EXERCISE INSTRUCTIONS >>
Copy out the lines of the records from the one containing "TARGET: hand gripping umbrella handle" through the end of the records, both ends included.

MATERIALS PROVIDED >>
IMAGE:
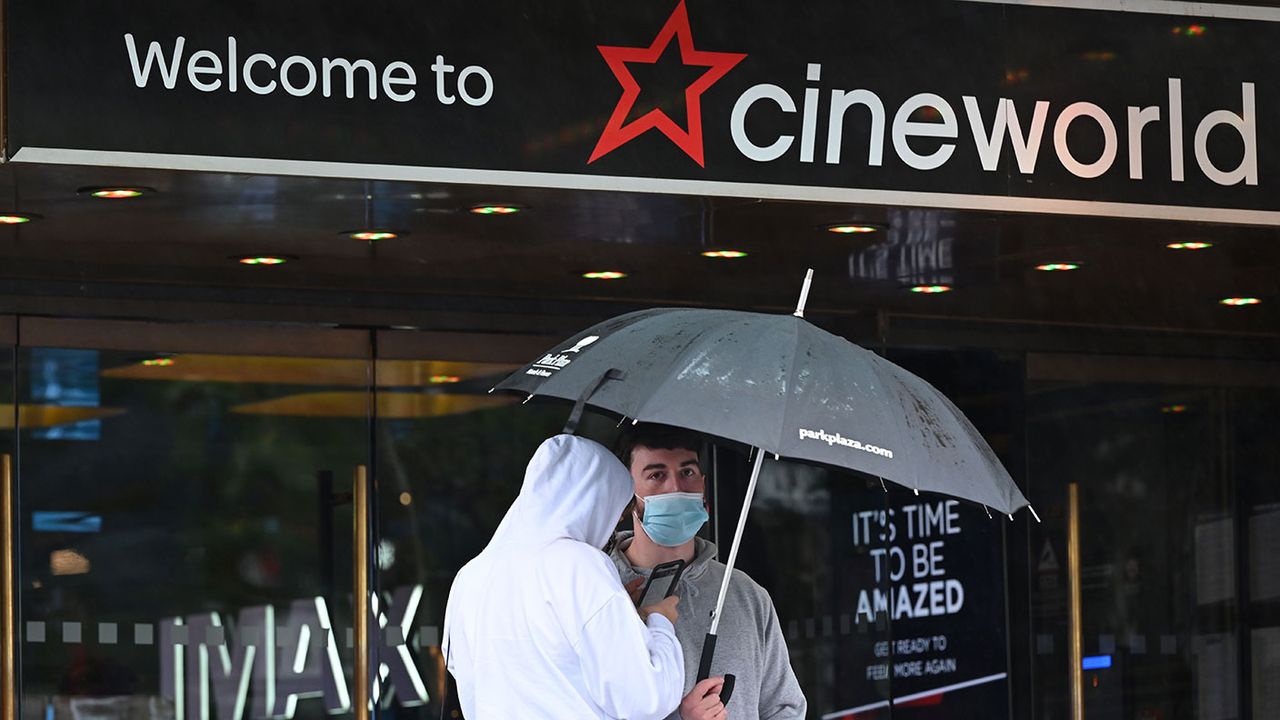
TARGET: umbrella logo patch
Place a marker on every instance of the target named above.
(831, 440)
(581, 345)
(556, 361)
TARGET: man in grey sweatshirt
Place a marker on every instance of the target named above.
(668, 510)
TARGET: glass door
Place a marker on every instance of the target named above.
(451, 459)
(186, 516)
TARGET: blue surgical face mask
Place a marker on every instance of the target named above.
(673, 518)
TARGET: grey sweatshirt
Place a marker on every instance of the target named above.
(750, 643)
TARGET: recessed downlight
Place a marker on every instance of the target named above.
(263, 259)
(931, 288)
(115, 192)
(496, 209)
(373, 235)
(854, 228)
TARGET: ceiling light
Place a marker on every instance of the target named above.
(496, 209)
(115, 192)
(371, 235)
(263, 259)
(853, 228)
(931, 288)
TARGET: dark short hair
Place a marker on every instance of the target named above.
(657, 437)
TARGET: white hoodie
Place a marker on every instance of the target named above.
(539, 625)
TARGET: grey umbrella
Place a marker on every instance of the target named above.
(780, 384)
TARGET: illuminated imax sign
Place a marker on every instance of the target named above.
(261, 666)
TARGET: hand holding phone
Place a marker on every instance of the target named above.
(662, 583)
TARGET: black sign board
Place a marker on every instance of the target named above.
(933, 103)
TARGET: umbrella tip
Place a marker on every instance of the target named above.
(804, 294)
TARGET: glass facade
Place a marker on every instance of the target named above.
(1176, 519)
(179, 515)
(186, 518)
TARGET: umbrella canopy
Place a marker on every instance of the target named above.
(781, 384)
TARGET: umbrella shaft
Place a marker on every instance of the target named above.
(737, 537)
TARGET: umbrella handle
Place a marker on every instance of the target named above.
(704, 665)
(704, 669)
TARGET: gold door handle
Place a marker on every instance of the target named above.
(360, 589)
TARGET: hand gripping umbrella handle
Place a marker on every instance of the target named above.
(704, 669)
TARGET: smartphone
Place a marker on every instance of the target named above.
(662, 583)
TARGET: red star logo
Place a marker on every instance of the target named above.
(616, 133)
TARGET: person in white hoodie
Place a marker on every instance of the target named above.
(539, 625)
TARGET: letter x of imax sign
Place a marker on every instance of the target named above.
(270, 665)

THE SOLUTION >>
TARGET: hand gripping umbrella handle
Place a marker on every instance of the target named above.
(704, 669)
TARGET: smartphone
Place a marker on every instance of the target named above.
(662, 583)
TARGET: red star logo
Place a marker on every instance of the target named above.
(616, 133)
TARGET: person in white hoodie
Place a marker on every instance of the target named above.
(539, 625)
TARGET: letter x of imax sign
Place a marker on every instance of the target named above.
(270, 665)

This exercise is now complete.